Excerpts from a detection dataset:
------------------------------------------------
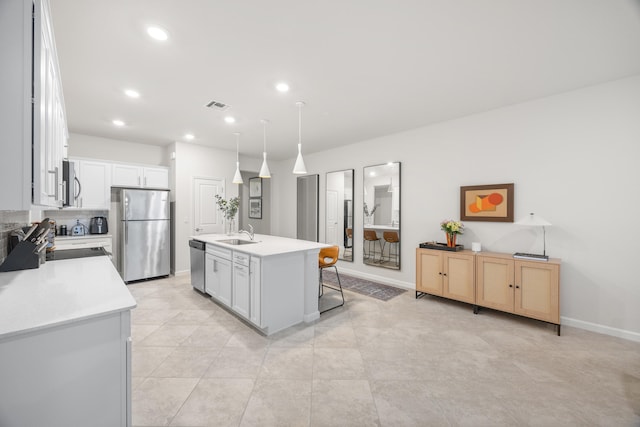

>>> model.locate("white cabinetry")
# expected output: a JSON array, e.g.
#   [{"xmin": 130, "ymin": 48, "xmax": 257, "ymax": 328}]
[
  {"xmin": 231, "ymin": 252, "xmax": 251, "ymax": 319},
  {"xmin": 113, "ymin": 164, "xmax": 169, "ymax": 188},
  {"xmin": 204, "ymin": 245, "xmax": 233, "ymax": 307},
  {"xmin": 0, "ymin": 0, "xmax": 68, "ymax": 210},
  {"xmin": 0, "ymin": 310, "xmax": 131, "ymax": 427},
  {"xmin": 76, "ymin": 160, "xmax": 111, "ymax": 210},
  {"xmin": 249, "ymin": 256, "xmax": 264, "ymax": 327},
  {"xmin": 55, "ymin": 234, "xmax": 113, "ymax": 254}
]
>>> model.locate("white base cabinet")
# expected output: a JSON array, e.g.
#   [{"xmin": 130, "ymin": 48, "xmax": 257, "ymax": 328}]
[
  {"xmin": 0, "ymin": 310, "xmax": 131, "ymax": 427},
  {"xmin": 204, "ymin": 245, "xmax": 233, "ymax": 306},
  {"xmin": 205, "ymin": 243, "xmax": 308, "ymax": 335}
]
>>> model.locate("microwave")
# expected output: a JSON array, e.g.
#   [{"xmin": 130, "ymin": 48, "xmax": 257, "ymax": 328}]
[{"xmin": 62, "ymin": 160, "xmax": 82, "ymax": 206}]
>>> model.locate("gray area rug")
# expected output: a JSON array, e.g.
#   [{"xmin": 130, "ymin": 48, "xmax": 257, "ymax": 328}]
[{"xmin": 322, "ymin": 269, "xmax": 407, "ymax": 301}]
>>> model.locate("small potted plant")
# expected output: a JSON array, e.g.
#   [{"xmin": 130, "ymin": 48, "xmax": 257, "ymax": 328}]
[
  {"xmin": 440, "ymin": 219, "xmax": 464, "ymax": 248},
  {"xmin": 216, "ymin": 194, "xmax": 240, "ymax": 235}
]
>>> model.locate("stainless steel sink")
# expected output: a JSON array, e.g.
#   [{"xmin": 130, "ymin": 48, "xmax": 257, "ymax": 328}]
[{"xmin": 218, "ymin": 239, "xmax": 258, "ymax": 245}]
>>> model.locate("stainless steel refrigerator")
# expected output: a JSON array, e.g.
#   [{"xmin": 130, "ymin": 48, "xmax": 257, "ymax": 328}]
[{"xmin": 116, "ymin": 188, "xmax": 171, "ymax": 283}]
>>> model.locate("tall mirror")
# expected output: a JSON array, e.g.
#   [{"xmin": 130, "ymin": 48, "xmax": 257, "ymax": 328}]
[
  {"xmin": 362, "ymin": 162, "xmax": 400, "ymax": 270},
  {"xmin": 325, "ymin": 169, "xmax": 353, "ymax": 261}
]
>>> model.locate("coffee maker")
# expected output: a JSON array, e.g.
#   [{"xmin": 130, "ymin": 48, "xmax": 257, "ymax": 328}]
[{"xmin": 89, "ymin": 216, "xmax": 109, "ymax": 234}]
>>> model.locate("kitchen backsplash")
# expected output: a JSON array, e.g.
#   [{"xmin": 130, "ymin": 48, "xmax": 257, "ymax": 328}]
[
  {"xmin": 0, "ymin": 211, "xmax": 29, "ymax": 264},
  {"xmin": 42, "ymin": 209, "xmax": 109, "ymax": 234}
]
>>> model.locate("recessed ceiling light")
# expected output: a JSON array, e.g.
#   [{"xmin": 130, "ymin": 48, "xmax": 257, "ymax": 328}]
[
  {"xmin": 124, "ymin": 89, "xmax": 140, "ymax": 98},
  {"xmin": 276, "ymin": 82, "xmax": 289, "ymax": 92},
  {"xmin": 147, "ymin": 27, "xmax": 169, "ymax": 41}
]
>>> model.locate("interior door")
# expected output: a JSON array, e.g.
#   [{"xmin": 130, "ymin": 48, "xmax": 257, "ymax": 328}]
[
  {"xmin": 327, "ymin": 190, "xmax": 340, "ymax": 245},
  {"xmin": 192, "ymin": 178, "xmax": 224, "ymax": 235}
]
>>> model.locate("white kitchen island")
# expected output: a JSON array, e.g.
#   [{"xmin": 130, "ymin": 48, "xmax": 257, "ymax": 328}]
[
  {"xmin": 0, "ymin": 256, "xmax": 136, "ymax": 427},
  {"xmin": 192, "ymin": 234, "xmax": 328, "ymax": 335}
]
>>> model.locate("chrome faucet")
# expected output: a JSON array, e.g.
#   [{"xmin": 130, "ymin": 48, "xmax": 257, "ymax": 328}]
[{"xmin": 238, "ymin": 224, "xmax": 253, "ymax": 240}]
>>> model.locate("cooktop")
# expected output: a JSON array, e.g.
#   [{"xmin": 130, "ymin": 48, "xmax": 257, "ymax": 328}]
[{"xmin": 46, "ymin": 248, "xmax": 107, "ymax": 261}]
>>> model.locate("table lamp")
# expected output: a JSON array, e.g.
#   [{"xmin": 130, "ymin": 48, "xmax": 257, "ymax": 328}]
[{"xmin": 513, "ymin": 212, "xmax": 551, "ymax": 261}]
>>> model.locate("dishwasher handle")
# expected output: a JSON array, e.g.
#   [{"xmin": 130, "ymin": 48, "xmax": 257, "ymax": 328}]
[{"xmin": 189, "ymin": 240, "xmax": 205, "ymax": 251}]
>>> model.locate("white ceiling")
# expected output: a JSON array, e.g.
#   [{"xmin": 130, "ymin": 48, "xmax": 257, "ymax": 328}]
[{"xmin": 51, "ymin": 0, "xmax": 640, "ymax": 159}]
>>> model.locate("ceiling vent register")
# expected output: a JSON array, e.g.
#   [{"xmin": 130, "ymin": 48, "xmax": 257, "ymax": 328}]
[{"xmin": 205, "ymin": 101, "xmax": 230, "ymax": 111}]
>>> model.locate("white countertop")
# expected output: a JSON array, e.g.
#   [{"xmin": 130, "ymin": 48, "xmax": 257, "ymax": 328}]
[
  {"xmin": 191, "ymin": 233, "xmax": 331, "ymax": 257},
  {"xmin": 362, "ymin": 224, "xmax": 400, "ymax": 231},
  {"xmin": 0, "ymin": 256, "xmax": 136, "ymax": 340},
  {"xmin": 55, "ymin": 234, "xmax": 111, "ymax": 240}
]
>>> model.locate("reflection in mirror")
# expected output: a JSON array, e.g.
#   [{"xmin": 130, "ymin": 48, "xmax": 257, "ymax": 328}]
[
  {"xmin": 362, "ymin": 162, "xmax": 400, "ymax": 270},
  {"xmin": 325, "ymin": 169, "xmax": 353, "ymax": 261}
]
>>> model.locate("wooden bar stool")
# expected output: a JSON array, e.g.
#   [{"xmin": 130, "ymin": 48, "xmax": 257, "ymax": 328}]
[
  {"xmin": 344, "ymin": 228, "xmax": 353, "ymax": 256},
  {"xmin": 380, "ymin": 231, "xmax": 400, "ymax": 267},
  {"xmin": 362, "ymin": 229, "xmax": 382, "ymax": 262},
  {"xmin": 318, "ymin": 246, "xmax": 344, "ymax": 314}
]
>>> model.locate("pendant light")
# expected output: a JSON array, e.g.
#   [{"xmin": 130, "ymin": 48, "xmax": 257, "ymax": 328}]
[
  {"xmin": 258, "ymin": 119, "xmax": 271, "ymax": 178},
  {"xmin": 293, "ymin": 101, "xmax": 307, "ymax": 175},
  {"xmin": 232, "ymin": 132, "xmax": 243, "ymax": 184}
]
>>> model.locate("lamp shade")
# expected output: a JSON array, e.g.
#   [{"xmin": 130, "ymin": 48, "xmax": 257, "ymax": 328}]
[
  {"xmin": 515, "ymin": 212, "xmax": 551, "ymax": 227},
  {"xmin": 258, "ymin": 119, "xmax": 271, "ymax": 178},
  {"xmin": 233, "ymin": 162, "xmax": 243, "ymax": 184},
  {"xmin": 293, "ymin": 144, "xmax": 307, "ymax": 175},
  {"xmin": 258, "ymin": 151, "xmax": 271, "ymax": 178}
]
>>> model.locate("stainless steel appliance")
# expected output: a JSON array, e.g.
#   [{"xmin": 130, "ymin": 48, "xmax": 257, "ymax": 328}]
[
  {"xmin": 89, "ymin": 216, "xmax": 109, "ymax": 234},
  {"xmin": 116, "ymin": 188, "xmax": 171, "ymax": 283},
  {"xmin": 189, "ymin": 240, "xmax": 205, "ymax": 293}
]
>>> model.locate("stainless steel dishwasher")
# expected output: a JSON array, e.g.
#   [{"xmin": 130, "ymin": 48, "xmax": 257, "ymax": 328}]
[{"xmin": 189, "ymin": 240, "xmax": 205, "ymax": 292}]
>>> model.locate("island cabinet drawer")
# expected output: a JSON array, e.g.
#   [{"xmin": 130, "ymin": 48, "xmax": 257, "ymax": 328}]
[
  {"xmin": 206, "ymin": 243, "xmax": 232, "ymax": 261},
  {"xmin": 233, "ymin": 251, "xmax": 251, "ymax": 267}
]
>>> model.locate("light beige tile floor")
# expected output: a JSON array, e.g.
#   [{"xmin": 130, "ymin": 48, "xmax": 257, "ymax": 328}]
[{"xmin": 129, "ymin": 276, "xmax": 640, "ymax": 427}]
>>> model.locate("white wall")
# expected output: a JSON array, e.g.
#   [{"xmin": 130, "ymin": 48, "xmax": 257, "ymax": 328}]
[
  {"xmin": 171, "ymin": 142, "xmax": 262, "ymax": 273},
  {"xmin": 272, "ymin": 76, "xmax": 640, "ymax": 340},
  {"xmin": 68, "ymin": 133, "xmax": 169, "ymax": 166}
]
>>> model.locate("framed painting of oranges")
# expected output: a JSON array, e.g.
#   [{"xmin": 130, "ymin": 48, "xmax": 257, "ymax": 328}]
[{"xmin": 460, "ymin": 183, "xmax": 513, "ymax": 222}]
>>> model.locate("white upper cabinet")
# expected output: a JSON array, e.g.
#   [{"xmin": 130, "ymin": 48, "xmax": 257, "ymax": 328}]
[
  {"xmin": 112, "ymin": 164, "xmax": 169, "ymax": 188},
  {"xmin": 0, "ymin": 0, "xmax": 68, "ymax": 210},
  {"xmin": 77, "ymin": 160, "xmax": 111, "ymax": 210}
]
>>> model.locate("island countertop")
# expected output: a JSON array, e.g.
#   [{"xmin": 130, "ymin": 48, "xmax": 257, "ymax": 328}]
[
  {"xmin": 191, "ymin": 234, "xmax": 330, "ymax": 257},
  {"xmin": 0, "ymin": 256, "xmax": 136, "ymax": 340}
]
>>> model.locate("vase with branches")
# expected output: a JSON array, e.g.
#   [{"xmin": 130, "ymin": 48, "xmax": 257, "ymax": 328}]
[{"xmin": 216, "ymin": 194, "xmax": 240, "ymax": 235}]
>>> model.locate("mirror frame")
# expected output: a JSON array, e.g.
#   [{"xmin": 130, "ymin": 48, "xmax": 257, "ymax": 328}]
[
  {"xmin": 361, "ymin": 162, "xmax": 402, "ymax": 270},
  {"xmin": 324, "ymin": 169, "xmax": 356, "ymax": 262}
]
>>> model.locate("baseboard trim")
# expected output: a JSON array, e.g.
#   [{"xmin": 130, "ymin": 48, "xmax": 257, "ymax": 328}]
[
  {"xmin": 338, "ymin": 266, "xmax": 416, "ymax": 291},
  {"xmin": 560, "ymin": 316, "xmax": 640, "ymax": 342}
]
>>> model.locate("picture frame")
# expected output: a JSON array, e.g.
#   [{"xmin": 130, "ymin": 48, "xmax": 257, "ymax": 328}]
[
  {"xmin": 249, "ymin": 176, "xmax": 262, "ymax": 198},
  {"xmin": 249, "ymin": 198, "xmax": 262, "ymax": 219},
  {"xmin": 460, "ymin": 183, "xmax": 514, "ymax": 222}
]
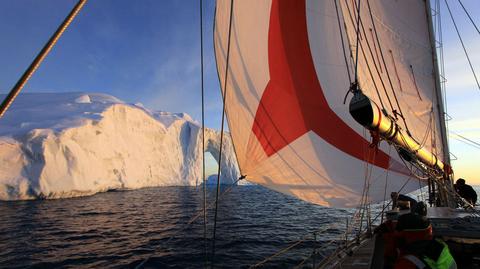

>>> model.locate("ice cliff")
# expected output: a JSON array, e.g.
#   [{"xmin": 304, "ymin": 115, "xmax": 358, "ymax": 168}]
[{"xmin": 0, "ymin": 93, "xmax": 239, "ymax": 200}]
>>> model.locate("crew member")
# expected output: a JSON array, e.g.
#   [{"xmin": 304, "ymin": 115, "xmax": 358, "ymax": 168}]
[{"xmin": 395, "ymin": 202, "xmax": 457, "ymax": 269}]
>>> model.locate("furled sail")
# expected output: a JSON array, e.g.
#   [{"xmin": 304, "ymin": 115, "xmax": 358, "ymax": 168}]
------------------------------------------------
◆ **Work instructions**:
Report how many lines in the excerpts above contain the string "lamp", matching case exactly. Give only the number.

◆ **Reply to the task**:
2